PROBLEM DESCRIPTION:
Copy the material word for word from its first line up to and including the line that contains "564L660 568L660 597L666", and leave the pictures out.
════════
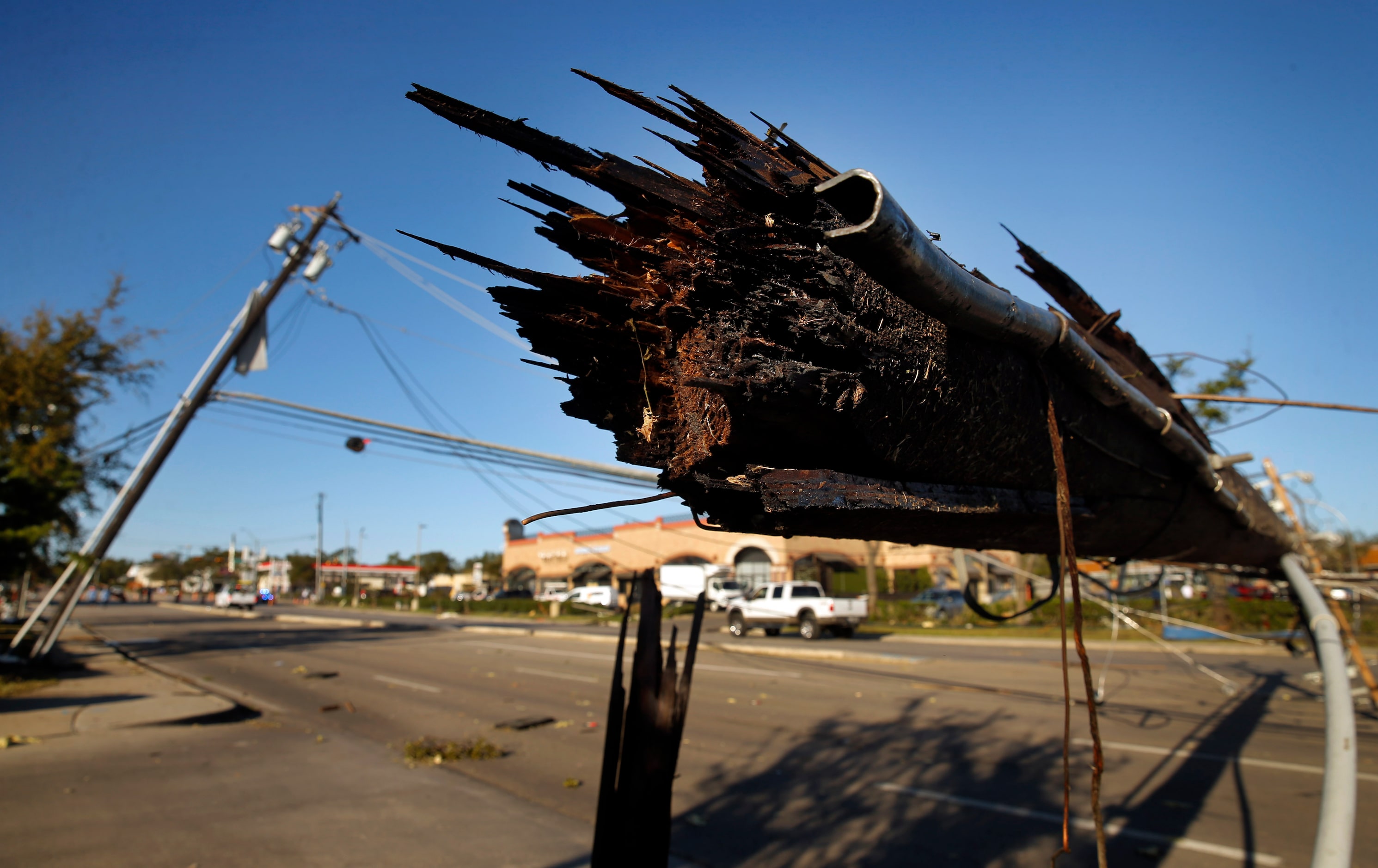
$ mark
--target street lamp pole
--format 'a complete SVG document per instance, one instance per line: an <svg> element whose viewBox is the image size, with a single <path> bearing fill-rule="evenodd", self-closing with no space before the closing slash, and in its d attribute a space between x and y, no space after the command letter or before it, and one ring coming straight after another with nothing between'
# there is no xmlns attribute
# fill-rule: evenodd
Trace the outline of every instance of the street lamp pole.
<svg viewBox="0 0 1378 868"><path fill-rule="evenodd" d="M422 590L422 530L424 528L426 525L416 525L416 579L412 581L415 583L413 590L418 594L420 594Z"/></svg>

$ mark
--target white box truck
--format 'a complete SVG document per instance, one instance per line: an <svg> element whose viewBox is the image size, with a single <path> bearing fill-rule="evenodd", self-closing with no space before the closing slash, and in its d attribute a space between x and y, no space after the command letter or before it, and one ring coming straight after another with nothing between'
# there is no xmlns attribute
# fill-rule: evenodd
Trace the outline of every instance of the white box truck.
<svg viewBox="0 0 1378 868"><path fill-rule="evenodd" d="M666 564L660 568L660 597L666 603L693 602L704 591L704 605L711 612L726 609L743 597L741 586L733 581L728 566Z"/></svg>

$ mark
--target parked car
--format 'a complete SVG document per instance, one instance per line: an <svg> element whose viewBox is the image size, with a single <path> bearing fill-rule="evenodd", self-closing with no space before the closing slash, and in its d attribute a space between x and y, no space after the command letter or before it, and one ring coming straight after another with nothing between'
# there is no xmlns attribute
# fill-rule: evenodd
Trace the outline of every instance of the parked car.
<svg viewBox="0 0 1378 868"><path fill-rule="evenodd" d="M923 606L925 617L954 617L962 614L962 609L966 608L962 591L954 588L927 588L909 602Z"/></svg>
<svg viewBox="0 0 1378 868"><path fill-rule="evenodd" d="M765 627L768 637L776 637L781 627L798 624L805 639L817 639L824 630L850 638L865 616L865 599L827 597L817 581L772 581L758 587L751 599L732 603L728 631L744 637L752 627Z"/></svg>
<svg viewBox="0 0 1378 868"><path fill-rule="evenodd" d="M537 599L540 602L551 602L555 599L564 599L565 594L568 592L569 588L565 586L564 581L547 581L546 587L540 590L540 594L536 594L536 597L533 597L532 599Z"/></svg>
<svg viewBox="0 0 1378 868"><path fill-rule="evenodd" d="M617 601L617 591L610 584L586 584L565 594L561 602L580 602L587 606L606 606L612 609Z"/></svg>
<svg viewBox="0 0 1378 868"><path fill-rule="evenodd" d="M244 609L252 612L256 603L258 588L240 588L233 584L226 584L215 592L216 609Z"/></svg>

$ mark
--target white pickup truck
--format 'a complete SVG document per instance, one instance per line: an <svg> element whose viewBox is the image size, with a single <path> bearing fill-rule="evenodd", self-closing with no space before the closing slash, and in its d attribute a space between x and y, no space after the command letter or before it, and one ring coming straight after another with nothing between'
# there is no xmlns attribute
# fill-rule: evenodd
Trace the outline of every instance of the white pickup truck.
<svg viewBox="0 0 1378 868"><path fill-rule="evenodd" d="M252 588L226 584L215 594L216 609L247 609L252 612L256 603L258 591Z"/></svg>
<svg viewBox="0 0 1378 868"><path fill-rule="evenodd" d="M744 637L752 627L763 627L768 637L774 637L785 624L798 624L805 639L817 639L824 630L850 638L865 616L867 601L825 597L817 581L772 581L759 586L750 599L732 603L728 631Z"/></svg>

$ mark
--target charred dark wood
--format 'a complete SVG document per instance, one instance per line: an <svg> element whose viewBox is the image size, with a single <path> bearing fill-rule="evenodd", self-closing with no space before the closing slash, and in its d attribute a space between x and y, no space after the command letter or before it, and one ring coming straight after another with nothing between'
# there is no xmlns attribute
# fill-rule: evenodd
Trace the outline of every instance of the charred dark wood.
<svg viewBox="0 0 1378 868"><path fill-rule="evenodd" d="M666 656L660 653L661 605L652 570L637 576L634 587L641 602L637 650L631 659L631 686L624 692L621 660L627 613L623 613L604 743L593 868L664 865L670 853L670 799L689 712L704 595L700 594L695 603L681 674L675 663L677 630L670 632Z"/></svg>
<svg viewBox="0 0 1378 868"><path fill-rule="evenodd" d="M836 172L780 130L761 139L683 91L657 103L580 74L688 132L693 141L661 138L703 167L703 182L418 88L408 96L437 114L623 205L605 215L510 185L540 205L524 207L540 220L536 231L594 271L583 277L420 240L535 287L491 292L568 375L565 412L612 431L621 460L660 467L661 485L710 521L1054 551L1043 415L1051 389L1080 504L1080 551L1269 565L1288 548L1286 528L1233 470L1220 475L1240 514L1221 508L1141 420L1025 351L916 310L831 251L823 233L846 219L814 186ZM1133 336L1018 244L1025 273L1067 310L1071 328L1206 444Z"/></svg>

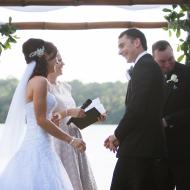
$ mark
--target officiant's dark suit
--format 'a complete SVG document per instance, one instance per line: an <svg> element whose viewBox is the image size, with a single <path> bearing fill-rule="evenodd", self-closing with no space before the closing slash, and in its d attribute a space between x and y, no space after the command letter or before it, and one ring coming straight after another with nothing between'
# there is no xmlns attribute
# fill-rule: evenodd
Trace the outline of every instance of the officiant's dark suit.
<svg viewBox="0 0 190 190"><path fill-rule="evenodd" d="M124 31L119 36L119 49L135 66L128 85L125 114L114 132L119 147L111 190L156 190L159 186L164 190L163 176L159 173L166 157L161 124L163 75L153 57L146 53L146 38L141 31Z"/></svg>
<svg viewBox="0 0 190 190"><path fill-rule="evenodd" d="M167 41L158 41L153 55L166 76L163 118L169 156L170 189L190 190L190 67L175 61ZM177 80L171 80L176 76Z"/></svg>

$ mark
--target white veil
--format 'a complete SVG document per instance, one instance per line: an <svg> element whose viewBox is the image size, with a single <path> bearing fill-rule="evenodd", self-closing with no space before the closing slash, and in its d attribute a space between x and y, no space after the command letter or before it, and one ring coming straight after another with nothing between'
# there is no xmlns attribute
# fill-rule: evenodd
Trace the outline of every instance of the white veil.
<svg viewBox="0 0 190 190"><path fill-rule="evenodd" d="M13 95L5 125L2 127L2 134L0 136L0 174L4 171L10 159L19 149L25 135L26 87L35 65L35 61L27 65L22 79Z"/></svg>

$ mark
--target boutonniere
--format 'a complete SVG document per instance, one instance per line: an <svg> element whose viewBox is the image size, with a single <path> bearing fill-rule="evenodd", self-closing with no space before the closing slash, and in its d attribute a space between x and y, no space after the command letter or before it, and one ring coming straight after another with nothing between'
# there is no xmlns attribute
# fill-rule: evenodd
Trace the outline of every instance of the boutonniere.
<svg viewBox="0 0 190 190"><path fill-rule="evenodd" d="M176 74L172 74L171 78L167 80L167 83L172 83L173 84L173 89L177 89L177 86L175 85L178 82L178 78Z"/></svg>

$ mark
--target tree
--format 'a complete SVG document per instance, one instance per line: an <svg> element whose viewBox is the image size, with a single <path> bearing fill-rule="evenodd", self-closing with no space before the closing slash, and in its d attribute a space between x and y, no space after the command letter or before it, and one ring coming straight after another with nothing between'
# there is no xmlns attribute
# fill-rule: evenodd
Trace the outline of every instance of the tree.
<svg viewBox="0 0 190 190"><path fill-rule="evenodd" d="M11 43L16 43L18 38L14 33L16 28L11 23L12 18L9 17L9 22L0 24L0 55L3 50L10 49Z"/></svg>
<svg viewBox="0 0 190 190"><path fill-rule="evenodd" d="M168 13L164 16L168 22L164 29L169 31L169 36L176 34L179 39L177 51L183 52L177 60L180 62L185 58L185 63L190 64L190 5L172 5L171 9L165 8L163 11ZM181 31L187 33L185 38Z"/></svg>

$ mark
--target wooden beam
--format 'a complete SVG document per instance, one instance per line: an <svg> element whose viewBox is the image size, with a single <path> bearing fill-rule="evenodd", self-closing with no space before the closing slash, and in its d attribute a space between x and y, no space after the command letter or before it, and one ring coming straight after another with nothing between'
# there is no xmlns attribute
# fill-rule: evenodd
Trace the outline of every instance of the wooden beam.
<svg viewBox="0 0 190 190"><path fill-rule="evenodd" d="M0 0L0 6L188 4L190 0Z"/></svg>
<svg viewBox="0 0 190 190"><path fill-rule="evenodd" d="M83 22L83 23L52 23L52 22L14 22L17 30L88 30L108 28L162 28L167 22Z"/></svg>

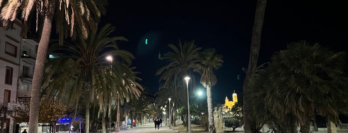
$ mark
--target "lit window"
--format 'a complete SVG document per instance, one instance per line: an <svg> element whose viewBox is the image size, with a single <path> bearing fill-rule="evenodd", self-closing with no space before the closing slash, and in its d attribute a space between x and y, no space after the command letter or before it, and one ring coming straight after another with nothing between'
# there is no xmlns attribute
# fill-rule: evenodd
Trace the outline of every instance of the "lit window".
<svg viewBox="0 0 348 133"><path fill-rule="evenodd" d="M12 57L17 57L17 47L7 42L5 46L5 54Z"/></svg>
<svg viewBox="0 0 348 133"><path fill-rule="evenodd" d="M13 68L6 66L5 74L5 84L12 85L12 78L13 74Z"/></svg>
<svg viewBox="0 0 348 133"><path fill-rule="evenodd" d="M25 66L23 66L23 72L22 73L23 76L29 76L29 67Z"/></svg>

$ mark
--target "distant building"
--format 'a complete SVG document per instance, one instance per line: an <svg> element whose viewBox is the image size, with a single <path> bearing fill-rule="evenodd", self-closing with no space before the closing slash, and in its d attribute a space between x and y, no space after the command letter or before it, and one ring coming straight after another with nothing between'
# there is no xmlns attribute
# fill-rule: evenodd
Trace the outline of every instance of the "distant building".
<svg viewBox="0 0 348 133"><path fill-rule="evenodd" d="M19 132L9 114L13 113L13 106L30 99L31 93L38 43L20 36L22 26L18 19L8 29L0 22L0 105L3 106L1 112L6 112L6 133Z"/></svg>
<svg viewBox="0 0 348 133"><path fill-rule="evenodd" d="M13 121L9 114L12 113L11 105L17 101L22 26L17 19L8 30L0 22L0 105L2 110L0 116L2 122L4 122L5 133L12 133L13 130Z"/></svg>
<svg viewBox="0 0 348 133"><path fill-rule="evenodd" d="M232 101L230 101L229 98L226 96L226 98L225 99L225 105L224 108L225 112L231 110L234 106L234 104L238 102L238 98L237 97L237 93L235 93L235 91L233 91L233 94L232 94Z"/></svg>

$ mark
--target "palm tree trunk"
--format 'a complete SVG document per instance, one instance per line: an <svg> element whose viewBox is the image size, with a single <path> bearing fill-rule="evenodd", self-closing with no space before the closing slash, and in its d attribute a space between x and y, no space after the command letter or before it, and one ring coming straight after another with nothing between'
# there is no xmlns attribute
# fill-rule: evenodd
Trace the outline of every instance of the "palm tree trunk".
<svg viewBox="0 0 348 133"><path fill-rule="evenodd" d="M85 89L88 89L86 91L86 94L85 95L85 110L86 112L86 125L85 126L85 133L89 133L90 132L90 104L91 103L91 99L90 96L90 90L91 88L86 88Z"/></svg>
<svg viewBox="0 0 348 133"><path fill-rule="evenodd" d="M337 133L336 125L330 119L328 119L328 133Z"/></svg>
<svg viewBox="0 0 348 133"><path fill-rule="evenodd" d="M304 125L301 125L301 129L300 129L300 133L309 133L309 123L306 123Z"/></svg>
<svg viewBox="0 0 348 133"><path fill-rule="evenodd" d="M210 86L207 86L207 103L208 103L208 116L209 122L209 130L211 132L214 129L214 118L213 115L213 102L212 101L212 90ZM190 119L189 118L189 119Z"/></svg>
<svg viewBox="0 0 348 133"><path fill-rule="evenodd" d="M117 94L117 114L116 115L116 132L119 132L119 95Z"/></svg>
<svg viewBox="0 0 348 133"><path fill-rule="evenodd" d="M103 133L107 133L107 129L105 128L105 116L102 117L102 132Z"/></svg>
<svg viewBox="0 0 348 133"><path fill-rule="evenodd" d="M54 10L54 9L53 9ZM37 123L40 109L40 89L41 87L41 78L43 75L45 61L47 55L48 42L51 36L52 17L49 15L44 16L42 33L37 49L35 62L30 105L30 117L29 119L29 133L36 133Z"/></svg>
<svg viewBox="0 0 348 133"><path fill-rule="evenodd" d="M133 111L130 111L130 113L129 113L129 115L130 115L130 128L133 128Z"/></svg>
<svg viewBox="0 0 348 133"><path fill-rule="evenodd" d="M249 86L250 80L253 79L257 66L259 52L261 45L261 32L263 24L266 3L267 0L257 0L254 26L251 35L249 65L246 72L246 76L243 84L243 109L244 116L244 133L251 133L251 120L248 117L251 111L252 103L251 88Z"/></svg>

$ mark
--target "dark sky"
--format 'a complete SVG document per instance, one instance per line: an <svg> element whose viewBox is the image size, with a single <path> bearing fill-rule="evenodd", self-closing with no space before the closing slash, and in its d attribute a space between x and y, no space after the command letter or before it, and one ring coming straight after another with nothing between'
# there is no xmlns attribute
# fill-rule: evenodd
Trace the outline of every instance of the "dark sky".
════════
OUTPUT BELOW:
$ mark
--target street lamp pole
--format 'a complete SVG document per instance, one instance per line: an <svg> element whose viewBox is the image size, with a single <path> bearing fill-rule="evenodd", self-closing with no space before the closing slash, and in its d attribute a space between x and y, no space after the command letter or before it, and one ring coming straight after another with nothing between'
# there is no xmlns attribute
# fill-rule: evenodd
Trace the outline of every instance of the street lamp pole.
<svg viewBox="0 0 1378 868"><path fill-rule="evenodd" d="M422 590L422 530L424 528L426 525L416 525L416 579L412 581L415 583L413 590L418 594L420 594Z"/></svg>

$ mark
--target white box truck
--format 'a complete SVG document per instance, one instance per line: an <svg> element whose viewBox is the image size, with a single <path> bearing fill-rule="evenodd", self-closing with no space before the closing slash, and in its d attribute a space between x and y, no space after the command letter or before it, and one ring coming straight after another with nothing between'
# there is no xmlns attribute
# fill-rule: evenodd
Trace the outline of every instance of the white box truck.
<svg viewBox="0 0 1378 868"><path fill-rule="evenodd" d="M666 564L660 568L660 597L666 603L693 602L704 591L704 605L711 612L726 609L743 597L741 586L733 581L728 566Z"/></svg>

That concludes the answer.